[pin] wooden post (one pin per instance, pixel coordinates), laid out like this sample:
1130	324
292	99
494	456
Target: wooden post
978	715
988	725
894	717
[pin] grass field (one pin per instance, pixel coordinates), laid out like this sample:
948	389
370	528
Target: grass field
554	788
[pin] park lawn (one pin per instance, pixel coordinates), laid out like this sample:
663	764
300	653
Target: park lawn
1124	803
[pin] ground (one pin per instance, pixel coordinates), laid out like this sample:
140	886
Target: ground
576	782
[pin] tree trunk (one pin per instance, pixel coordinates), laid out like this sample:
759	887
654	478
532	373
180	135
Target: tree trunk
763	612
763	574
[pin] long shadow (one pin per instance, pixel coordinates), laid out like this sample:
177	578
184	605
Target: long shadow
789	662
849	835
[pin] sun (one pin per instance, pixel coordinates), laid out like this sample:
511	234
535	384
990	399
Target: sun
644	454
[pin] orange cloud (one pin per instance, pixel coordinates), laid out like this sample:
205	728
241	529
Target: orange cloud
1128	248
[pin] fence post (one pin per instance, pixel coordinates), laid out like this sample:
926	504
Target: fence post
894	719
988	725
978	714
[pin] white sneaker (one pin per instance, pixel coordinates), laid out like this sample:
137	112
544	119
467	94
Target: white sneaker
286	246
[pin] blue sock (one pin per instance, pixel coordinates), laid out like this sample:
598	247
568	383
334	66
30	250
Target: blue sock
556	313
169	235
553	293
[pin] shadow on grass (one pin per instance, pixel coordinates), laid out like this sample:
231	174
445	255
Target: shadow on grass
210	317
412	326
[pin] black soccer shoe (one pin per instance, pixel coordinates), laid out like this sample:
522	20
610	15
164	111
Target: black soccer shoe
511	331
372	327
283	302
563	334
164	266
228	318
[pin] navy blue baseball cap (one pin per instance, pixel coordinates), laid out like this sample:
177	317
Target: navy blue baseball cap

Exercise brief
Render every line of the entries above as a numbered list, leaving out any blank lines.

Expected answer
1. [pin] wooden post (one pin per instance, pixel coordinates), laid out like this sample:
2. 1130	324
3. 292	99
4. 494	456
5. Target: wooden post
6. 978	715
7. 988	725
8. 894	717
9. [pin] grass field (one pin per instance, pixel coordinates), laid out like this sample:
10. 948	389
11. 370	528
12. Target: grass field
13. 554	788
14. [pin] park lawn (one pin per instance, pixel coordinates), laid out like this sample:
15. 663	764
16. 300	653
17. Target: park lawn
18. 1124	803
19. [pin] ground (one pin per instance, pixel coordinates), laid out like this sample:
20. 140	886
21. Target: ground
22. 576	782
23. [pin] tree trunk (one pin per instance, pixel coordinates), laid out like this sample:
24. 759	887
25. 654	478
26. 532	373
27. 180	135
28. Target: tree trunk
29. 763	612
30. 763	574
31. [pin] long shadow (one pin per instance, pixel coordinates), laid out like this sample:
32. 177	578
33. 184	605
34. Target: long shadow
35. 789	662
36. 849	835
37. [pin] sun (one pin per instance, pixel coordinates), laid out like this sample:
38. 511	234
39. 535	384
40. 990	399
41. Target: sun
42. 644	454
43. [pin] orange cloud (one pin per instance, pixel coordinates), laid out like this sample:
44. 205	728
45. 241	529
46. Target: orange cloud
47. 1128	248
48. [pin] fence post (one pin per instance, pixel coordinates), laid out like this sample:
49. 926	504
50. Target: fence post
51. 894	719
52. 988	725
53. 978	714
54. [pin] white sneaker (one pin per instance, pixel coordinates), laid out like this sample:
55. 137	112
56. 544	119
57. 467	94
58. Target: white sneaker
59. 286	246
60. [pin] blue sock (one pin per instance, pixel coordinates), laid out like this sample:
61. 598	247
62. 568	383
63. 334	66
64. 30	250
65. Target: blue sock
66. 556	313
67. 169	235
68. 553	293
69. [pin] shadow on grass (one pin per instance, pixel coordinates), laid out like this sample:
70. 231	174
71. 445	255
72. Target: shadow on grass
73. 210	317
74. 412	326
75. [pin] black soccer shoe (one pin per instance, pixel coordinates), laid out like this sample:
76. 522	20
77. 610	15
78. 164	111
79. Target: black soccer shoe
80. 511	331
81. 372	327
82. 283	302
83. 563	334
84. 164	266
85. 228	318
86. [pin] navy blue baseball cap (one pin per instance, pixel coordinates), laid out like this sample:
87. 177	317
88. Target: navy blue baseball cap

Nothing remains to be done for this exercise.